TO DO: Return each entry exactly, with none missing.

RECORD SET:
......
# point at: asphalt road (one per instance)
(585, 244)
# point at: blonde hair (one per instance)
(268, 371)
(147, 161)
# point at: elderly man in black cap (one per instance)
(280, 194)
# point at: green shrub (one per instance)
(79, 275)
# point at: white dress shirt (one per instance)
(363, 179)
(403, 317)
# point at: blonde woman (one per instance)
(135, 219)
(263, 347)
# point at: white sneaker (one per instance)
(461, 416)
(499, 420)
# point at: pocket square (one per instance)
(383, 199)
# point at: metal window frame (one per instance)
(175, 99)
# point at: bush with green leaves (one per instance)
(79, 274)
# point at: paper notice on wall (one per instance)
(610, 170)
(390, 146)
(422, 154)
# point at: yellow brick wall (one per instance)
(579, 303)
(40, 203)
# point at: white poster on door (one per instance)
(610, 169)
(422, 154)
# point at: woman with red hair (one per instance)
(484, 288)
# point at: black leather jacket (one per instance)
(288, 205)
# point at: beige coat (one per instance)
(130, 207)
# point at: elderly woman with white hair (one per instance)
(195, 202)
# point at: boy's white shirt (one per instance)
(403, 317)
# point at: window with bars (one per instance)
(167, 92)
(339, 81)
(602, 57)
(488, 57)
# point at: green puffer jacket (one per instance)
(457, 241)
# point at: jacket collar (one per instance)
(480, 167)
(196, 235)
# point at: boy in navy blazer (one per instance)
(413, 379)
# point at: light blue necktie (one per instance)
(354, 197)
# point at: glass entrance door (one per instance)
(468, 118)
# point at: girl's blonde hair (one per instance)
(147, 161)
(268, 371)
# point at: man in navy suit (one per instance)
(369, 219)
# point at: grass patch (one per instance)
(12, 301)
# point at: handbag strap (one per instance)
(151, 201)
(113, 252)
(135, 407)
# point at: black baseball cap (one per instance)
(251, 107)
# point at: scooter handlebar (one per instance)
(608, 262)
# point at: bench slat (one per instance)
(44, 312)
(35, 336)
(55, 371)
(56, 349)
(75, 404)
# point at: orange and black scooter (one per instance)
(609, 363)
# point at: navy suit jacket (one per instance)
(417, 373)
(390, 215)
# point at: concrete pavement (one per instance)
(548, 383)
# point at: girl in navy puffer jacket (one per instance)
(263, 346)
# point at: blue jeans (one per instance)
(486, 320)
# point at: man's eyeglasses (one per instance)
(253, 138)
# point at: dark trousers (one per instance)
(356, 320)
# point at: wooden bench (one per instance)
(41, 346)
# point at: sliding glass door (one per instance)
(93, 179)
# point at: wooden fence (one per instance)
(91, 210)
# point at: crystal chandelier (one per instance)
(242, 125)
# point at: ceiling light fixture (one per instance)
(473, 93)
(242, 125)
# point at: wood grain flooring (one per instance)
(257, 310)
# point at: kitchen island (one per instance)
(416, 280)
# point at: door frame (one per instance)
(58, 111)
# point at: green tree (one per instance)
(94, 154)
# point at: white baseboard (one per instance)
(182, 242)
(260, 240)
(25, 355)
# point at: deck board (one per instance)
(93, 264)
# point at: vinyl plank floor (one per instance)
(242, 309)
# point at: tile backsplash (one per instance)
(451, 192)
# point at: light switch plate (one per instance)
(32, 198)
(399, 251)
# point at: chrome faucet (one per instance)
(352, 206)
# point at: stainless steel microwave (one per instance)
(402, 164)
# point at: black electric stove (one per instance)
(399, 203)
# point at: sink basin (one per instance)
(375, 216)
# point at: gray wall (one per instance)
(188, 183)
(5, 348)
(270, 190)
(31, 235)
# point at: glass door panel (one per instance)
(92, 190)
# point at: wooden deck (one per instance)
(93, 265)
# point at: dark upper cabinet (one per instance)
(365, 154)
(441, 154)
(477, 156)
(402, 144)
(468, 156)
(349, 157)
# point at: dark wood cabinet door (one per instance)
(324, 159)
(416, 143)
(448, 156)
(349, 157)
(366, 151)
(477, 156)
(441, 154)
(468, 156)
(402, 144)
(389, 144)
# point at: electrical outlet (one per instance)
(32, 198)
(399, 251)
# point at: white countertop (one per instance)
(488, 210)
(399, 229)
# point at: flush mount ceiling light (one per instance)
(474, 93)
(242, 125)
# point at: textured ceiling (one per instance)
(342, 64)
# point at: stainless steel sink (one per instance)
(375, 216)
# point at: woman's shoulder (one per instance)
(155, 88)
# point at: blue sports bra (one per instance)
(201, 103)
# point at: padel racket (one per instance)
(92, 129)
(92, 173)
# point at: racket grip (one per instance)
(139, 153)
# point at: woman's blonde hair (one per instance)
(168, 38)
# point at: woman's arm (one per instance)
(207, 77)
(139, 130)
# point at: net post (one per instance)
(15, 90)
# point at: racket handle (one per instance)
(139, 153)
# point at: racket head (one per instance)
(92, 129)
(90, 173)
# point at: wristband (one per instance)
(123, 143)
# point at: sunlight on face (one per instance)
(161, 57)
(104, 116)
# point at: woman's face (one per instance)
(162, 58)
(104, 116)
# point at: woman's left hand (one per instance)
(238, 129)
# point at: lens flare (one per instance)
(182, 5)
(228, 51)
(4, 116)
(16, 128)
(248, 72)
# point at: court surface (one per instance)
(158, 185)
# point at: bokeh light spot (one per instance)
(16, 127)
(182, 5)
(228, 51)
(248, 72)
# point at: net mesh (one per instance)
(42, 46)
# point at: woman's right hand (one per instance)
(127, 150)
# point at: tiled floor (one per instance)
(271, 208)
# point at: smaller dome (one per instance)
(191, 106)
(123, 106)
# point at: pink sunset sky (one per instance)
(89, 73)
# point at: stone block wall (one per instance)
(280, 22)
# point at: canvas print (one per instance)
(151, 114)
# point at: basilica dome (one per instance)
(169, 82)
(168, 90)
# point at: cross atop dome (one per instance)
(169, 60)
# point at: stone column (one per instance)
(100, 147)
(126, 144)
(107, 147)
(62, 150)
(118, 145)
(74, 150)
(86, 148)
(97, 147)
......
RESPONSE:
# point at: asphalt road (one per instance)
(585, 244)
# point at: blonde hair (one per instance)
(268, 371)
(147, 161)
# point at: elderly man in black cap (one per instance)
(280, 194)
# point at: green shrub (one per instance)
(79, 275)
# point at: white dress shirt (one per instance)
(363, 179)
(403, 317)
# point at: blonde woman (one per instance)
(135, 219)
(263, 347)
# point at: white sneaker (one per instance)
(461, 416)
(499, 420)
# point at: pocket square (one per instance)
(383, 199)
# point at: metal window frame (one per instance)
(175, 99)
# point at: bush with green leaves (one per instance)
(79, 274)
# point at: paper notice on wall (one per instance)
(610, 170)
(390, 146)
(422, 154)
# point at: yellow brick wall (one per instance)
(579, 303)
(40, 203)
# point at: white poster on door (one per instance)
(610, 169)
(422, 154)
# point at: woman with red hair (one per instance)
(484, 288)
# point at: black leather jacket (one per instance)
(288, 205)
# point at: beige coat (one per instance)
(130, 207)
# point at: elderly woman with white hair (one per instance)
(195, 202)
# point at: boy's white shirt (one per instance)
(403, 317)
# point at: window with bars (one per instance)
(167, 92)
(339, 81)
(602, 57)
(488, 57)
# point at: green puffer jacket (one per instance)
(457, 241)
# point at: jacket collar (one per instance)
(480, 167)
(196, 235)
# point at: boy in navy blazer (one per instance)
(413, 379)
# point at: light blue necktie (one per instance)
(354, 197)
# point at: glass entrance door (one per instance)
(468, 118)
# point at: girl's blonde hair (one per instance)
(147, 161)
(268, 371)
# point at: man in navy suit (one per instance)
(369, 219)
# point at: grass patch (one per instance)
(12, 301)
# point at: handbag strap (one per instance)
(151, 201)
(113, 252)
(135, 407)
# point at: black baseball cap (one per instance)
(251, 107)
# point at: scooter handlebar (one per instance)
(608, 262)
# point at: bench slat (one per instance)
(44, 312)
(35, 336)
(55, 371)
(56, 349)
(75, 404)
# point at: orange and black scooter (one per instance)
(609, 363)
# point at: navy suit jacket (one per instance)
(417, 373)
(390, 215)
# point at: concrete pavement (one per instance)
(548, 383)
# point at: girl in navy puffer jacket (one per instance)
(263, 346)
# point at: blue jeans (one per instance)
(486, 320)
# point at: man's eyeglasses (one per instance)
(253, 138)
# point at: dark trousers (one per instance)
(356, 320)
# point at: wooden bench (one per instance)
(41, 346)
# point at: sliding glass door (one per instance)
(93, 179)
# point at: wooden fence (one per instance)
(91, 210)
# point at: crystal chandelier (one per instance)
(242, 125)
# point at: ceiling light fixture (one per instance)
(473, 93)
(242, 125)
# point at: wood grain flooring (one per instance)
(257, 310)
# point at: kitchen island (one per instance)
(416, 280)
# point at: door frame (one per instance)
(58, 111)
# point at: green tree (one per instance)
(94, 154)
# point at: white baseboard (one per instance)
(182, 242)
(260, 240)
(25, 355)
# point at: deck board (one per instance)
(93, 264)
# point at: vinyl plank floor (one per instance)
(242, 309)
# point at: tile backsplash (one per instance)
(451, 192)
# point at: light switch plate (one per instance)
(32, 198)
(399, 251)
# point at: chrome faucet (one per instance)
(352, 206)
# point at: stainless steel microwave (one per instance)
(402, 164)
# point at: black electric stove (one per instance)
(399, 203)
# point at: sink basin (one per instance)
(375, 216)
# point at: gray wall (one per instance)
(188, 183)
(5, 348)
(270, 190)
(31, 235)
# point at: glass door panel (one per instance)
(92, 190)
# point at: wooden deck (one per instance)
(93, 265)
# point at: dark upper cabinet (one per instance)
(365, 154)
(441, 154)
(477, 156)
(402, 144)
(468, 156)
(349, 157)
# point at: dark wood cabinet door (one per instance)
(324, 159)
(416, 143)
(448, 156)
(349, 157)
(366, 151)
(477, 156)
(441, 154)
(468, 156)
(402, 144)
(389, 144)
# point at: electrical outlet (one per instance)
(32, 198)
(399, 251)
# point at: white countertop (one per instance)
(488, 210)
(399, 229)
# point at: flush mount ceiling light (one per instance)
(474, 93)
(242, 125)
# point at: textured ceiling (one per instance)
(342, 64)
# point at: stainless steel sink (one per instance)
(375, 216)
# point at: woman's shoulder (one per instance)
(155, 88)
# point at: blue sports bra (one per instance)
(201, 103)
# point at: padel racket (one per instance)
(92, 129)
(92, 173)
# point at: racket grip (one per instance)
(139, 153)
# point at: woman's blonde hair (one per instance)
(168, 38)
# point at: woman's arm (one per instance)
(207, 77)
(139, 130)
# point at: net post (one per instance)
(15, 90)
# point at: racket handle (one per instance)
(139, 153)
# point at: racket head (one per instance)
(92, 129)
(90, 173)
# point at: wristband (one per instance)
(123, 143)
# point at: sunlight on face (one per instance)
(161, 57)
(104, 116)
# point at: woman's face (one per instance)
(162, 58)
(104, 116)
# point at: woman's left hand (one per instance)
(238, 129)
# point at: lens flare (one per instance)
(182, 5)
(228, 51)
(4, 116)
(16, 128)
(248, 72)
# point at: court surface (one per instance)
(158, 185)
# point at: bokeh light spot (one per instance)
(16, 127)
(182, 5)
(228, 51)
(248, 72)
# point at: net mesh (one per instance)
(42, 46)
# point at: woman's right hand (one per instance)
(127, 150)
# point at: tiled floor (one per instance)
(271, 208)
# point at: smaller dome (one per instance)
(191, 106)
(123, 106)
# point at: pink sunset sky (one per instance)
(89, 73)
# point at: stone block wall (one per instance)
(280, 22)
# point at: canvas print (one per instance)
(151, 114)
# point at: basilica dome (one per instance)
(169, 82)
(168, 90)
# point at: cross atop dome (one per instance)
(169, 60)
# point at: stone column (one per instance)
(100, 147)
(126, 144)
(107, 147)
(62, 150)
(118, 145)
(74, 150)
(86, 148)
(97, 147)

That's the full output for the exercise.